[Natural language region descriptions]
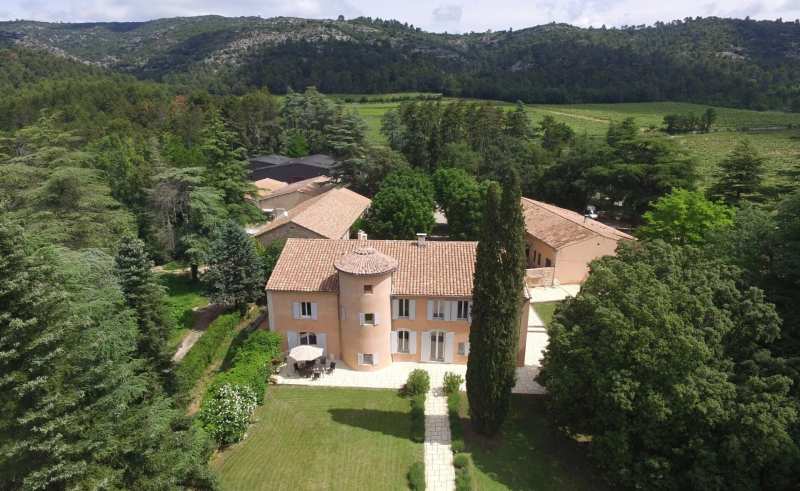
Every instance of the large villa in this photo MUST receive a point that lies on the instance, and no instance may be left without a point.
(370, 303)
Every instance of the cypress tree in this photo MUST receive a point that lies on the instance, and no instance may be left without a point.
(235, 274)
(497, 290)
(146, 297)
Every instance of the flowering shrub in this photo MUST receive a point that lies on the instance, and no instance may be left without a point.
(452, 382)
(226, 414)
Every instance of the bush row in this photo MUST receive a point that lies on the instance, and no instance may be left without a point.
(234, 394)
(418, 383)
(203, 353)
(251, 363)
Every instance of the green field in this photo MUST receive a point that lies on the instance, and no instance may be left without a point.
(529, 454)
(183, 296)
(780, 146)
(309, 438)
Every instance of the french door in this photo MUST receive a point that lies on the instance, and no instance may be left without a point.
(437, 345)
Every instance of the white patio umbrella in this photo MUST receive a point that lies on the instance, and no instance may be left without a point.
(305, 352)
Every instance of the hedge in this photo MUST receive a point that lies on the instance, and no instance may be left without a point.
(456, 428)
(251, 363)
(203, 353)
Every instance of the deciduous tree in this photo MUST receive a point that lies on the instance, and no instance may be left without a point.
(662, 358)
(403, 207)
(685, 217)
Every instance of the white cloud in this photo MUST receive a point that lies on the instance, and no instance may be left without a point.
(467, 15)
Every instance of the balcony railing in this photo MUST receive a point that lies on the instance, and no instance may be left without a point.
(540, 277)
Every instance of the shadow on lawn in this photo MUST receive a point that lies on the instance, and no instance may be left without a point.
(530, 453)
(393, 423)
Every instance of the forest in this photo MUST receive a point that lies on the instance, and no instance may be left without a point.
(725, 62)
(104, 175)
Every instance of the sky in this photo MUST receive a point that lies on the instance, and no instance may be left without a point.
(446, 15)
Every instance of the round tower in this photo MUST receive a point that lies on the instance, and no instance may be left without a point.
(365, 300)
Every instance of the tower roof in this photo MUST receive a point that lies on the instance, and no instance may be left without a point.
(365, 261)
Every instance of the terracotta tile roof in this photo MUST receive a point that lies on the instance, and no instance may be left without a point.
(330, 214)
(439, 269)
(313, 185)
(559, 227)
(365, 261)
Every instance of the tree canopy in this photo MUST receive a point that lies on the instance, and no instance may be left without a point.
(663, 359)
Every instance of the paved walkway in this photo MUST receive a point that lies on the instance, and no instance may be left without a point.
(440, 475)
(395, 375)
(554, 293)
(203, 316)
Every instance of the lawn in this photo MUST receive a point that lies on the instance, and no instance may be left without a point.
(183, 296)
(545, 311)
(323, 438)
(529, 454)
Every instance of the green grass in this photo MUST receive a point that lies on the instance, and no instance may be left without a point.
(323, 438)
(529, 453)
(781, 148)
(545, 311)
(183, 296)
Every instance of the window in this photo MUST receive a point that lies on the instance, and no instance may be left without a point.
(439, 307)
(404, 308)
(308, 338)
(462, 312)
(402, 342)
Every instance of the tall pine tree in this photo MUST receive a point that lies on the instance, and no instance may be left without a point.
(77, 409)
(497, 297)
(226, 168)
(235, 274)
(741, 175)
(146, 297)
(33, 325)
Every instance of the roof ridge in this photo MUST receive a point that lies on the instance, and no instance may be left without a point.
(581, 223)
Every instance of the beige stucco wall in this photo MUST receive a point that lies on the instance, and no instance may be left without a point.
(535, 245)
(572, 261)
(286, 231)
(420, 324)
(281, 320)
(345, 337)
(365, 339)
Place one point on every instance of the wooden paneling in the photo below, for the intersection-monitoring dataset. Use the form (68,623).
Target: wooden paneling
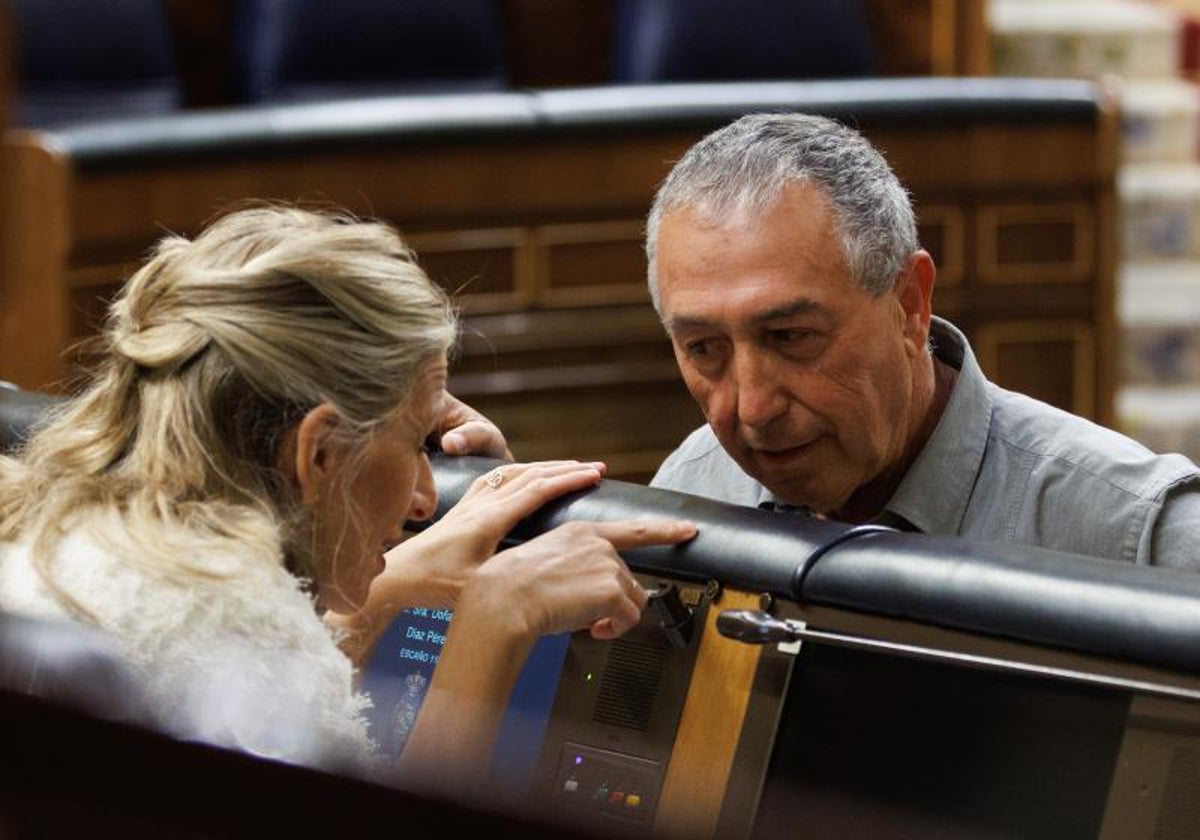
(541,243)
(930,37)
(717,702)
(1054,361)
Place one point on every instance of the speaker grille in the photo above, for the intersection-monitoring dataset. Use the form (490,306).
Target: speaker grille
(1180,815)
(630,684)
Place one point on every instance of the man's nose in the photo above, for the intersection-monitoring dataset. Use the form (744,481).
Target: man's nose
(761,396)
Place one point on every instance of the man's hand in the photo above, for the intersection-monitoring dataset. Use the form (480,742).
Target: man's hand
(465,431)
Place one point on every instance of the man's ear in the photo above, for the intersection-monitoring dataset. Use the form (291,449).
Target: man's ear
(317,455)
(915,293)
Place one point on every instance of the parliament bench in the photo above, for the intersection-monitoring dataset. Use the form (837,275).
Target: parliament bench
(531,205)
(942,687)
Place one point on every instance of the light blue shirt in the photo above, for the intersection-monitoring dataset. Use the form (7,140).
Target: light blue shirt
(1003,467)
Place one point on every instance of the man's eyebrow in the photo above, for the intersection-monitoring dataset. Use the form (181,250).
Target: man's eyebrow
(802,306)
(795,307)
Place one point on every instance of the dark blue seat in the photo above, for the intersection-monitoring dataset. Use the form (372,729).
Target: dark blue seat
(726,40)
(313,49)
(83,59)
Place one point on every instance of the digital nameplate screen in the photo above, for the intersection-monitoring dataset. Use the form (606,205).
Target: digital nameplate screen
(397,677)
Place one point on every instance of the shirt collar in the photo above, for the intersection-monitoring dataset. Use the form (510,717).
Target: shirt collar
(934,493)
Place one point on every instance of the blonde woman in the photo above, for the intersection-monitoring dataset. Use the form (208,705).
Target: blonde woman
(226,499)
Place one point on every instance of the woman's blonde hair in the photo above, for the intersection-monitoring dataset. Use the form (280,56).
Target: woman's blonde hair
(210,354)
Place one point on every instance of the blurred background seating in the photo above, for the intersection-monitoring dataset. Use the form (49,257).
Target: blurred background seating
(714,40)
(82,60)
(321,49)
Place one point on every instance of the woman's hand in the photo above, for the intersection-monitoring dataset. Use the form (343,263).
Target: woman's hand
(433,564)
(569,579)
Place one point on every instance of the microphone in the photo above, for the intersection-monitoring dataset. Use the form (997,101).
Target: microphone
(755,628)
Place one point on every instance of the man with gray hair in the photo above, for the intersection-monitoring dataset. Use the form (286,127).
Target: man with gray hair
(785,265)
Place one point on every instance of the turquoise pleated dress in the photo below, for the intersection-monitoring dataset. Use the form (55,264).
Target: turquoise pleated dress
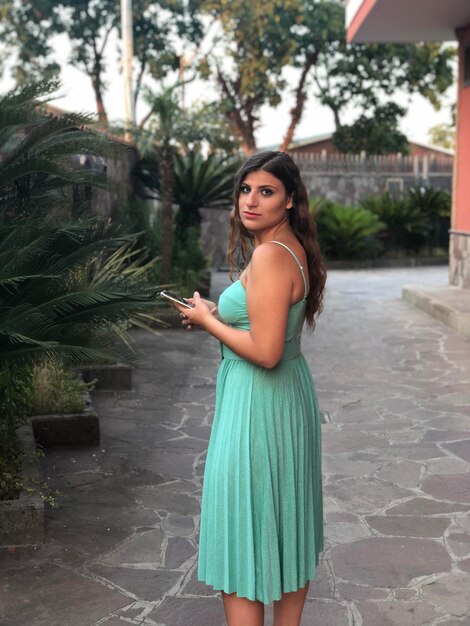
(262,516)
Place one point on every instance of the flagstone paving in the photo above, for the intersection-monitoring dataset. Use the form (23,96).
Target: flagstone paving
(121,548)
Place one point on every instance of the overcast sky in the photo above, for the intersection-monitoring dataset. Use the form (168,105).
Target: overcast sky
(79,96)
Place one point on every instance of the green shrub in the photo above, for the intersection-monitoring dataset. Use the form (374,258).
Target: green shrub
(53,389)
(15,384)
(405,225)
(435,205)
(347,232)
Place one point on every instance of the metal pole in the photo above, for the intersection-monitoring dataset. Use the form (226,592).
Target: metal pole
(127,54)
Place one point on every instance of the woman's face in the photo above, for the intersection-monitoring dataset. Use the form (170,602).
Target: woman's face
(263,201)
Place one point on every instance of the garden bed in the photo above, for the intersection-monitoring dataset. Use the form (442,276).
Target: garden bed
(22,519)
(74,429)
(110,377)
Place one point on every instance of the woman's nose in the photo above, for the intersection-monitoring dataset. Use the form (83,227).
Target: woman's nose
(252,199)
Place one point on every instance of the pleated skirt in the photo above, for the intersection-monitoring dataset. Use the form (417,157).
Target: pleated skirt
(261,528)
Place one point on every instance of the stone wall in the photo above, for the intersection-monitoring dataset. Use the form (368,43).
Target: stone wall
(459,259)
(214,235)
(342,178)
(347,179)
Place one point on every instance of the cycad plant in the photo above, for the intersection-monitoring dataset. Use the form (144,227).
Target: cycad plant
(406,226)
(347,232)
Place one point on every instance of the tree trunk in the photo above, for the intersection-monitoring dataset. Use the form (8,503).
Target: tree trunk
(97,88)
(167,175)
(240,116)
(300,99)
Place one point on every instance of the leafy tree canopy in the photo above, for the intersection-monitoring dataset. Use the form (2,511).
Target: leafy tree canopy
(263,39)
(378,134)
(442,135)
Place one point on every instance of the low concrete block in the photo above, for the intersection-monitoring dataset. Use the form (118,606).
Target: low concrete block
(109,377)
(76,429)
(450,305)
(22,520)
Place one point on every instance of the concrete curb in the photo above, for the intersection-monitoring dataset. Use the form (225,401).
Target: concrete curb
(111,377)
(450,305)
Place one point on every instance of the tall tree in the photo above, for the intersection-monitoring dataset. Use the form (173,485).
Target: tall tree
(256,48)
(263,39)
(376,133)
(29,27)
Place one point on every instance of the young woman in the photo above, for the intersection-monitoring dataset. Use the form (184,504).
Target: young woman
(262,520)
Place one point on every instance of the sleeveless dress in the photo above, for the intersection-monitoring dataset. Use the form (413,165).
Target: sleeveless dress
(262,516)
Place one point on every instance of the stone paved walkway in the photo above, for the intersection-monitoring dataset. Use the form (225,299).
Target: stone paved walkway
(121,548)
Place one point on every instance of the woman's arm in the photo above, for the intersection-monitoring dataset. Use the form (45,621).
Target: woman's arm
(268,296)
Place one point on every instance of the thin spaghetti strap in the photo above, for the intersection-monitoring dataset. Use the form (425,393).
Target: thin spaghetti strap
(298,263)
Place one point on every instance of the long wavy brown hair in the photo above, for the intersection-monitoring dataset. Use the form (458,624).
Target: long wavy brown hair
(280,165)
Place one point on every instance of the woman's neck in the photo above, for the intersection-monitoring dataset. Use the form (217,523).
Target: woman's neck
(280,231)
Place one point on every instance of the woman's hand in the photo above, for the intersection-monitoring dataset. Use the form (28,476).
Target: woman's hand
(199,314)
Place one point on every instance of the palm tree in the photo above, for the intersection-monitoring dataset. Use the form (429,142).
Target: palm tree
(41,156)
(64,290)
(202,183)
(159,140)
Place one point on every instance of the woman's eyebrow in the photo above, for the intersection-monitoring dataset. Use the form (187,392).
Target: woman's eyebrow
(260,186)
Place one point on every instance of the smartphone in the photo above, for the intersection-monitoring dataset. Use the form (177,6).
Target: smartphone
(173,297)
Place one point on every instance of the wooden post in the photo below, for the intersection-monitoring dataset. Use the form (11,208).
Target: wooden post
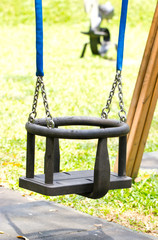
(143,102)
(143,67)
(145,131)
(142,108)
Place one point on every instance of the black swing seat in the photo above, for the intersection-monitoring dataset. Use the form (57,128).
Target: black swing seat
(90,183)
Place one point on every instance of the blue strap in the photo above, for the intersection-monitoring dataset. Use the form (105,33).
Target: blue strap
(120,48)
(39,38)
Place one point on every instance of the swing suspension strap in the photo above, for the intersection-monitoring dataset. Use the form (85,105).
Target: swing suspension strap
(39,68)
(119,63)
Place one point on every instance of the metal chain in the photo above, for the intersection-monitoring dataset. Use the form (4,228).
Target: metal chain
(106,109)
(33,114)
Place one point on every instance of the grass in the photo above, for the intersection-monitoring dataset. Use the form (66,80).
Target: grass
(74,87)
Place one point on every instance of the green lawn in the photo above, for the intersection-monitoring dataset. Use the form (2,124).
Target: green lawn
(74,87)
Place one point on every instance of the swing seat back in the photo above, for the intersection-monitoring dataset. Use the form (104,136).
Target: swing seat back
(90,183)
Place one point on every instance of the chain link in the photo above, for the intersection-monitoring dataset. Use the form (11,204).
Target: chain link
(106,109)
(33,114)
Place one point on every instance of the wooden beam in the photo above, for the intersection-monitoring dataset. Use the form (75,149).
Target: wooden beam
(145,130)
(142,108)
(143,67)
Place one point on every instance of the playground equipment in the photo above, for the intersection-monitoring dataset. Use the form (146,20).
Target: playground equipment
(143,102)
(92,184)
(99,37)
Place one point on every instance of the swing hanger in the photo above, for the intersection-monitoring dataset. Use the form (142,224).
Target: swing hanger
(106,109)
(33,114)
(119,64)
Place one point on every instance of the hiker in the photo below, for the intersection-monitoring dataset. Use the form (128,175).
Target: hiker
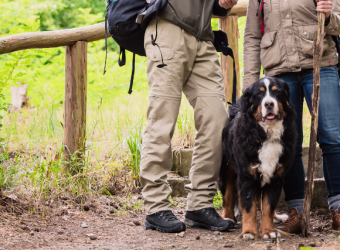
(283,44)
(191,65)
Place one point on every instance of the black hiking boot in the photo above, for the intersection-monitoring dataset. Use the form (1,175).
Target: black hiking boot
(207,218)
(165,222)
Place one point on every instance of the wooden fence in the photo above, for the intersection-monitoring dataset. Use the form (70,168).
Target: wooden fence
(76,41)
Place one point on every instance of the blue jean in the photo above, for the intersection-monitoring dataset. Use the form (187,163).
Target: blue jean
(301,86)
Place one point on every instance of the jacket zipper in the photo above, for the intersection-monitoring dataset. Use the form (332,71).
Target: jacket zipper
(202,23)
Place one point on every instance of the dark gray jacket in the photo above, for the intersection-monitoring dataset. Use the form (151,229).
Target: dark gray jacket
(194,16)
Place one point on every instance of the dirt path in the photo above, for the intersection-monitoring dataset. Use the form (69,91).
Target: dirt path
(69,228)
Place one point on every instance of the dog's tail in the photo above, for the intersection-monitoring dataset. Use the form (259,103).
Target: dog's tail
(232,111)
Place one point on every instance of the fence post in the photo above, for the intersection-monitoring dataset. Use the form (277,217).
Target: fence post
(75,99)
(230,26)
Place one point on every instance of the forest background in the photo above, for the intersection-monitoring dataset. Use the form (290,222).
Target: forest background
(31,141)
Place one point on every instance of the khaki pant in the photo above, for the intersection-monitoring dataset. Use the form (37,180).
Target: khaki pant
(192,68)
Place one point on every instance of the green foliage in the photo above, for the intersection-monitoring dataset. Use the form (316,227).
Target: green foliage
(135,148)
(218,200)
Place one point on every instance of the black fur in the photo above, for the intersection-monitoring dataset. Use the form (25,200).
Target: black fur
(243,138)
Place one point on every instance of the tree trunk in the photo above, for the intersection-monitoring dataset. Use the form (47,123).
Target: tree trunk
(75,101)
(230,26)
(318,51)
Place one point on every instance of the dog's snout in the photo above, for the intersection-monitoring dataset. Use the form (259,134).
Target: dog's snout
(269,105)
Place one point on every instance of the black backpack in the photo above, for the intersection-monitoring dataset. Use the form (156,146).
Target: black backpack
(127,21)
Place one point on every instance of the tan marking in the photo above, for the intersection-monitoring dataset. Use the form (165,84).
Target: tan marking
(253,168)
(229,197)
(282,113)
(258,114)
(249,224)
(279,170)
(267,217)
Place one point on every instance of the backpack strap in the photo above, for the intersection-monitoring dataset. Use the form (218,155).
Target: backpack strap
(132,73)
(121,62)
(105,43)
(221,45)
(260,14)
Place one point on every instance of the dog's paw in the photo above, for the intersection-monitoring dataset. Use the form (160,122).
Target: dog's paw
(271,235)
(280,218)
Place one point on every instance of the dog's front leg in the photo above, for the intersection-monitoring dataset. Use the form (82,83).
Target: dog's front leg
(247,203)
(229,197)
(270,198)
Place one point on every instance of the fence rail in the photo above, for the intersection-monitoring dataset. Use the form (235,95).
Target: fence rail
(76,41)
(50,39)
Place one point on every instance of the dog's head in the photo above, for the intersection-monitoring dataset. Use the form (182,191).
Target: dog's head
(267,100)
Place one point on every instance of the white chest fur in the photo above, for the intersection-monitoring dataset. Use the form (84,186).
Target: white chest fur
(271,150)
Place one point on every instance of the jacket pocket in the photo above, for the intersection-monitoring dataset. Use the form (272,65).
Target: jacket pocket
(270,50)
(307,35)
(267,6)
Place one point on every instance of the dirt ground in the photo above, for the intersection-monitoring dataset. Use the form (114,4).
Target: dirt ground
(66,225)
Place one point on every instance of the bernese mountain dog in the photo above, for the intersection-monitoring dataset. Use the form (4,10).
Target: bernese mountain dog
(258,149)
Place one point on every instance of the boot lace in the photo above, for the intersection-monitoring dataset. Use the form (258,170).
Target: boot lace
(212,214)
(167,216)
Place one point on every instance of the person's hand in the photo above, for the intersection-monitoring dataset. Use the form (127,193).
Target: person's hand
(227,4)
(324,6)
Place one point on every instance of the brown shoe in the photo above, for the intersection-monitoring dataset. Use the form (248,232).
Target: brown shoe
(293,223)
(335,219)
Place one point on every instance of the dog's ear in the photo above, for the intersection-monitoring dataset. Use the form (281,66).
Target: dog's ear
(245,100)
(286,88)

» **Required work**
Among the entries above, find the line with "Place one point on every instance of the black fur" and the line with "Place one point on every instance of the black backpack"; give again exactly these two lines and all lines between them.

» **Exercise answer**
Place one point on every instance of the black fur in the photo above, for the intersection-monitoring dataset. Use the form (25,200).
Target: black fur
(243,138)
Place one point on every instance of the tree trunk in the photo above, for the intersection-monitoring dataset. Use the form (47,123).
Target: tree trunk
(75,101)
(230,26)
(318,51)
Place one point on every instance of the dog's snout in the photo above, for the intersection-monitoring dataset. Use the form (259,134).
Target: dog's snout
(269,105)
Place one point on every instance of the black backpack in the photo above, for the intersection-monitoring dataset. Use the form (156,146).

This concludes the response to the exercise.